▶ GIVEN PASSAGE
::::
After the editor of Bon Appétit resigned on Monday over diversity pay practices and an old photo of him engaging in racial stereotypes, Condé Nast staffers have begun raising questions about another executive’s old social-media posts.
During an all-staff meeting on Tuesday, one anonymous employee posted a question asking about Condé Nast Entertainment chief Oren Katzeff’s old tweet about sexual consent.
“Wonder why CNE has a company culture that allows leadership to have posts like this on their timelines,” the person wrote, linking to a 2010 tweet in which Katzeff wrote: “Earlier today, I saw a girl wearing a shirt that said ‘No means Yes!’ That might explain why the guy holding her hand was smiling…”
That tweet has since been deleted, but following the meeting, several irate staffers sent The Daily Beast other years-old tweets from Katzeff.
“Millie went up to the Mexican waiter and asked him for paper (to draw on). He thought she was asking for his papers. Comedy ensued,” Katzeff wrote in one 2014 tweet being shared by Condé employees.
“My 2 yr old gets a present for pottying like a big girl. Now she wants presents for all big girl things, like nagging and being irrational,” read another post, from 2011, which was deleted Tuesday.
::::
▶ DATASET EXCERPT
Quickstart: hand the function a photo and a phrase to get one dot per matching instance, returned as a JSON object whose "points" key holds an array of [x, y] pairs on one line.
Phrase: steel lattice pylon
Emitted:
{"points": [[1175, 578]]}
::::
▶ EXERCISE
Shorten the paragraph of the Condé Nast passage that begins "After the editor of Bon Appétit resigned" while keeping its main facts.

▶ RESULT FOR THIS TASK
The Bon Appétit editor resigned Monday over diversity pay practices and an old photo of him engaging in racial stereotypes. Since then, Condé Nast staffers have questioned another executive's old social-media posts.